#### Exercise requirements
Rewrite the records as a JSON list of strings with one string per line, and leave out any blank lines.

— begin Dataset excerpts —

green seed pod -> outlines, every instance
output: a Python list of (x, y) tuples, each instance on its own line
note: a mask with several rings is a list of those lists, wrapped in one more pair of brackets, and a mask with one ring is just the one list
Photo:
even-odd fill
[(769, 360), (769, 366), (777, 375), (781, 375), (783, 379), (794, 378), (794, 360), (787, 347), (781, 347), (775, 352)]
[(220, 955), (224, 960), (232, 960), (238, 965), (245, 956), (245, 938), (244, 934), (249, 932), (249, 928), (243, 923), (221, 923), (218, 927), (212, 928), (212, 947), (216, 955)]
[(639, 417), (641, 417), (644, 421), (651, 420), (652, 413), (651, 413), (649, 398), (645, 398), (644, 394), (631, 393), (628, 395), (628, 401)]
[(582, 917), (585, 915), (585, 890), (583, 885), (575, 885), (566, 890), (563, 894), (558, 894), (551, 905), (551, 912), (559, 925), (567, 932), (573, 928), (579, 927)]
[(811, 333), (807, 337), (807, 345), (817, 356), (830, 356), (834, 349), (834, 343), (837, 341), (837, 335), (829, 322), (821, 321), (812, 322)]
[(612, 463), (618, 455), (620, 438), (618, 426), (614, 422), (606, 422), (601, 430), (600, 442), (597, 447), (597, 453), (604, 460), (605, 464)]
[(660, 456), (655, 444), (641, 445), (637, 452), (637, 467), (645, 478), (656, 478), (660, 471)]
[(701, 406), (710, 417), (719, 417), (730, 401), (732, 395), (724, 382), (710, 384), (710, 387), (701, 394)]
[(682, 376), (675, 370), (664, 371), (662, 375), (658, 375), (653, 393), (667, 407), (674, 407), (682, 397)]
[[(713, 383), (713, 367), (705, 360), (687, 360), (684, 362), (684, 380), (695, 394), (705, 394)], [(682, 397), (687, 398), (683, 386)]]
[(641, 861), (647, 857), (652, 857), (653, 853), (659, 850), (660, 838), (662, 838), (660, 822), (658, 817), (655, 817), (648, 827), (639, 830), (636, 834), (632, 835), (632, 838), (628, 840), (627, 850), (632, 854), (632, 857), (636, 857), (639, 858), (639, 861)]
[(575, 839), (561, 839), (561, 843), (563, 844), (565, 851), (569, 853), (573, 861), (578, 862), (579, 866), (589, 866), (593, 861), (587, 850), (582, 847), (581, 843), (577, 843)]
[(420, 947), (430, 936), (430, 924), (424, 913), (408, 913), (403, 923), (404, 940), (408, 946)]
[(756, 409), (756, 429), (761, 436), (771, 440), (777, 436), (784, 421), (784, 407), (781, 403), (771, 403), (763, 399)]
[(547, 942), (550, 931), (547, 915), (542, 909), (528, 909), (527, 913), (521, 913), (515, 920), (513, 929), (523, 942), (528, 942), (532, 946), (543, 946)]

— end Dataset excerpts —

#### Output of the task
[
  "green seed pod -> outlines, every instance",
  "output: a Python list of (x, y) tuples, each instance on its own line",
  "note: a mask with several rings is a list of those lists, wrapped in one more pair of brackets, and a mask with one ring is just the one list",
  "Photo:",
  "even-odd fill",
  "[(769, 360), (769, 366), (777, 375), (781, 375), (783, 379), (794, 378), (794, 360), (787, 347), (781, 347), (775, 352)]",
  "[(220, 955), (224, 960), (232, 960), (238, 965), (245, 956), (245, 938), (244, 934), (249, 932), (249, 928), (243, 923), (221, 923), (218, 927), (212, 928), (212, 947), (216, 955)]",
  "[(639, 417), (641, 417), (644, 421), (651, 420), (652, 413), (651, 413), (649, 398), (645, 398), (644, 394), (631, 393), (628, 395), (628, 401)]",
  "[(582, 917), (585, 915), (585, 890), (583, 885), (575, 885), (566, 890), (563, 894), (558, 894), (551, 905), (551, 912), (559, 925), (567, 932), (573, 928), (579, 927)]",
  "[(811, 333), (807, 337), (807, 345), (817, 356), (830, 356), (834, 349), (834, 343), (837, 341), (837, 335), (829, 322), (821, 321), (812, 322)]",
  "[(612, 463), (618, 455), (620, 438), (618, 426), (614, 422), (606, 422), (601, 430), (600, 442), (597, 447), (597, 453), (604, 460), (605, 464)]",
  "[(660, 456), (655, 444), (641, 445), (637, 452), (637, 467), (645, 478), (656, 478), (660, 471)]",
  "[(701, 406), (710, 417), (719, 417), (730, 401), (732, 395), (724, 382), (710, 384), (710, 387), (701, 394)]",
  "[(682, 376), (675, 370), (664, 371), (662, 375), (658, 375), (653, 393), (667, 407), (674, 407), (682, 397)]",
  "[[(713, 383), (713, 367), (705, 360), (687, 360), (684, 362), (684, 380), (695, 394), (705, 394)], [(682, 397), (687, 398), (683, 386)]]",
  "[(641, 861), (647, 857), (652, 857), (653, 853), (659, 850), (660, 838), (662, 838), (660, 822), (658, 817), (655, 817), (648, 827), (639, 830), (636, 834), (632, 835), (632, 838), (628, 840), (627, 850), (632, 854), (632, 857), (636, 857), (639, 858), (639, 861)]",
  "[(575, 839), (561, 839), (561, 843), (563, 844), (565, 851), (569, 853), (573, 861), (578, 862), (579, 866), (589, 866), (593, 861), (587, 850), (582, 847), (581, 843), (577, 843)]",
  "[(420, 947), (430, 936), (430, 924), (424, 913), (408, 913), (403, 923), (404, 940), (408, 946)]",
  "[(756, 409), (756, 429), (761, 436), (771, 440), (777, 436), (784, 421), (784, 407), (781, 403), (771, 403), (763, 399)]",
  "[(547, 942), (550, 931), (547, 915), (542, 909), (528, 909), (527, 913), (521, 913), (515, 920), (513, 929), (523, 942), (528, 942), (532, 946), (543, 946)]"
]